Your job is to copy all the entries precisely as they stand.

***

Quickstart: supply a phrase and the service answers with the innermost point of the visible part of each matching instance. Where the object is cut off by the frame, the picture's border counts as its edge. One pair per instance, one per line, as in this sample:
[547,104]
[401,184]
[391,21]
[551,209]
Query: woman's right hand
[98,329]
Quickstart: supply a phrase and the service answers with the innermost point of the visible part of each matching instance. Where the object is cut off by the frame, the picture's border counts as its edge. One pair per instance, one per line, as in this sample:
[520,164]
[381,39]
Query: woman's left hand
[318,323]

***

[Written answer]
Quickstart: supply a phrase and the service answers with the innermost point of the visible part of each matching instance. Where the object is cut off by the frame, the picture's border counts as its edge. One pair per instance, one per line, as in this sample:
[547,104]
[401,184]
[391,21]
[551,209]
Query: woman's right hand
[98,329]
Quickstart: supply a phrase and the service answers with the innermost point of the visible part of each matching instance. Where the object is cut off by the frame, the picture's border counts as its edge. One pair per instance, one per line, as in this sample:
[520,164]
[381,39]
Query: woman's left hand
[318,323]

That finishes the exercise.